** start of Source passage **
Elon Musk’s Plan for 1 Million Robo Tesla Taxis

Always fancied a Tesla but can't quite get the money together to by one? Then good news. Founder Elon Musk is looking to

Always fancied a Tesla but can’t quite get the money together to buy one? Then good news: Elon Musk is looking to implement a Tesla taxi service by 2020, meaning that you’ll be able to ride in one for the price of cab fare.

Even more impressive, the fleet will be totally autonomous, and handled with an Uber-style app that will allow passengers to summon driverless cars to them at whim.

Musk announced his plan at a recent event where the company unveiled its own AI chip, designed to help automate the Tesla range.

What are Musk’s Plans?

At its ‘Autonomous Day’ this week, which falls just a few days before its first quarter earnings disclosure, Musk revealed his plans for revolutionising the ride-hailing industry, just a few short years after the likes of Uber and Lyft arguably disrupted it within an inch of its life.

Musk’s dream takes the shape of an army of autonomous Tesla vehicles that are at the beck and call of anyone who plugs their details into a dedicated app, in much the way that Uber or Lyft work now. The major difference of course is that the car will drive itself to you, rather than having to rely on an actual human. People who despise small talk rejoice, your awkward driver interactions could soon be a thing of the past. However, it’s yet another warning shot for those working in the already challenging gig economy, with the push to automate roles growing fast.

If you think that Musk plans to start small and build from there, you don’t know Elon. At the event, Musk said “next year, we will have 1 million robo-taxis on the road.”
** end of Source passage **
* **Required actions**
1 - Reproduce the passage of the Tesla robo-taxi article between "Always fancied a Tesla but can’t" and "them at whim.", inclusive.
2 - Extend the article on Elon Musk's robo-taxi plan, beginning right after its final sentence.
** start of Data **
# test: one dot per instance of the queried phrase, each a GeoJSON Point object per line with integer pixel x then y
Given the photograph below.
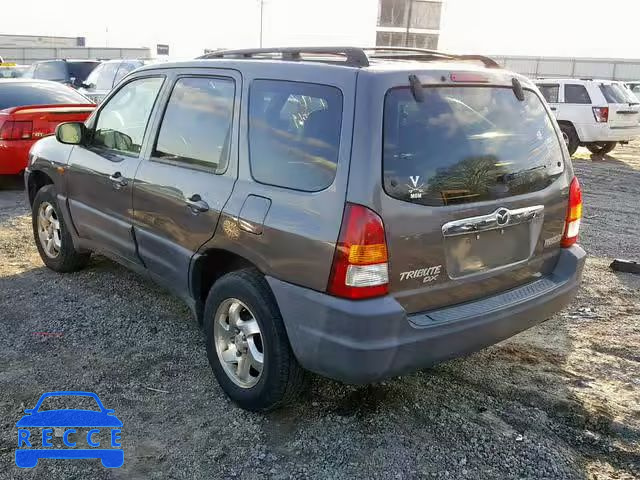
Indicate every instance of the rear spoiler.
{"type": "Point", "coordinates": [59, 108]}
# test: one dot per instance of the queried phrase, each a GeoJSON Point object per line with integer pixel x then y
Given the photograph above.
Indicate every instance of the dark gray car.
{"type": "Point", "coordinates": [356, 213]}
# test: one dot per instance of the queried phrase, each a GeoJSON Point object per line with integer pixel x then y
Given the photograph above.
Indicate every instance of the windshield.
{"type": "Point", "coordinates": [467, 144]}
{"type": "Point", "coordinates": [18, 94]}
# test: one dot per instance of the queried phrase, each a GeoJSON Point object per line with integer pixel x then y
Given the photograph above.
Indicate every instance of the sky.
** end of Data **
* **Task-by-task outputs**
1 -
Always fancied a Tesla but can’t quite get the money together to buy one? Then good news: Elon Musk is looking to implement a Tesla taxi service by 2020, meaning that you’ll be able to ride in one for the price of cab fare.

Even more impressive, the fleet will be totally autonomous, and handled with an Uber-style app that will allow passengers to summon driverless cars to them at whim.

2 -
Own a Tesla? Give it a Part Time Job

If you’re wondering just where this fleet of a million Tesla cars will be coming from, then you might not need look any further than your own driveway. While Musk has stated that rural locations will need cars to be provided by Tesla, his vision is that in more populated areas, the pool of cars will be bolstered by the hundreds of thousands of Teslas already on the road.

In practice this means that anyone who owns one can make some cash on the side by signing up for the service and allowing their car to become available.

This could mean your car picks up fares while you sleep at night, then returns home in time for your work commute. We’d want to see some real progress in automated vomit cleaning tech before we felt 100% comfortable about the idea. However, with Musk claiming that the average Tesla Taxi could rake in $30,000 a year on average, you’d have ready funds for carpet shampoo.

Crucially, your car will only be available to people you know, or connected with on social media. So, hopefully, that should mitigate the risk of anything unfortunate happening to your beloved Tesla. Although, if Musk really wants to take on the established companies, cars will need to be made more widely available.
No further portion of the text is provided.